Excerpts from a detection dataset
START
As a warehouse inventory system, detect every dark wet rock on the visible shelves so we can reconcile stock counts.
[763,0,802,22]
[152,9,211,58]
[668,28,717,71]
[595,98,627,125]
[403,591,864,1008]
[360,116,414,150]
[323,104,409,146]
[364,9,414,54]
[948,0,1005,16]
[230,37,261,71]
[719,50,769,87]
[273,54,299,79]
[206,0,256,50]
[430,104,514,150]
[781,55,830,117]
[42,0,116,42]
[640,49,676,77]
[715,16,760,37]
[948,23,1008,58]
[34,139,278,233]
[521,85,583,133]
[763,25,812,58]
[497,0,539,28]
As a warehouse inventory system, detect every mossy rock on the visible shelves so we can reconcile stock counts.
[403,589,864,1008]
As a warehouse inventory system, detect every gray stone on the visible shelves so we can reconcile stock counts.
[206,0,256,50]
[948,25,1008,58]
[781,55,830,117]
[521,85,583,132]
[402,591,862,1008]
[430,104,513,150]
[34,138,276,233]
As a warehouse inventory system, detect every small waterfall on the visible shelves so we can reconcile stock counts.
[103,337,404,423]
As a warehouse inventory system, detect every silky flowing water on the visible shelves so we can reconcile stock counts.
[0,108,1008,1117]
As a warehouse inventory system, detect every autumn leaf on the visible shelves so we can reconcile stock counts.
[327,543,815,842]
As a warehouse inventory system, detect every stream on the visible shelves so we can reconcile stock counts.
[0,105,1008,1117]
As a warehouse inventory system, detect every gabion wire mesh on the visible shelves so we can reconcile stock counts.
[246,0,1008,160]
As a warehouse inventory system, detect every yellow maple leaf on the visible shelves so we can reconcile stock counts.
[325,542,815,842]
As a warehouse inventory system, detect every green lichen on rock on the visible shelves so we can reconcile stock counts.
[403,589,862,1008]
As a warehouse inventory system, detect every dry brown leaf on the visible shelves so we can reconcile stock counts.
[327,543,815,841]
END
> Written request: Reproduce the records word for word.

> Answer to this task:
As a warehouse inventory system, detect every dark wet rock on the visible shelves so we can reconcile stock counts.
[763,0,802,22]
[152,9,211,58]
[668,28,717,71]
[595,98,627,125]
[403,591,864,1008]
[360,116,414,150]
[323,104,409,146]
[364,9,414,54]
[948,0,1005,16]
[230,37,261,71]
[719,50,769,87]
[273,54,299,79]
[206,0,256,50]
[430,104,514,150]
[781,55,830,117]
[42,0,116,42]
[640,49,676,77]
[715,16,760,37]
[948,23,1008,58]
[34,139,278,233]
[521,85,583,133]
[763,25,812,58]
[497,0,539,28]
As a warehouse inventory system, detect every mossy rock on the visible shelves so we can reconcile stock counts.
[403,589,864,1008]
As a warehouse inventory system, detect every gray stone on the visible shelves so we can reconcile stock counts.
[206,0,256,50]
[948,25,1008,58]
[781,55,830,117]
[521,85,583,132]
[402,591,862,1008]
[430,104,513,150]
[34,138,276,233]
As a warehouse inventory system, detect every small waterfall on the visible shelves so we can reconcile stock counts.
[103,337,404,423]
As a warehouse inventory system, detect every silky flowing water on the visible shelves so we can reconcile stock counts.
[0,108,1008,1117]
As a warehouse inventory system, detect every autumn leaf on the visible shelves so we can reconcile stock counts.
[327,543,815,842]
As a warehouse inventory system, detect every stream on the visible shelves so we can reconcile stock counts.
[0,105,1008,1117]
As a warehouse inventory system, detect every gabion wire mesh on the visible shelves so we can reconcile stock counts.
[246,0,1008,160]
As a warehouse inventory system, detect every yellow maple leaf on the visible shelves so we can reconcile stock counts.
[325,542,815,842]
As a warehouse inventory system, detect every green lichen on rock on the visible shelves so we can reconcile stock counts.
[403,589,862,1008]
As a warehouse inventory system, detect every dry brown leaf on the visible shelves so we can reconcile stock counts.
[327,543,815,841]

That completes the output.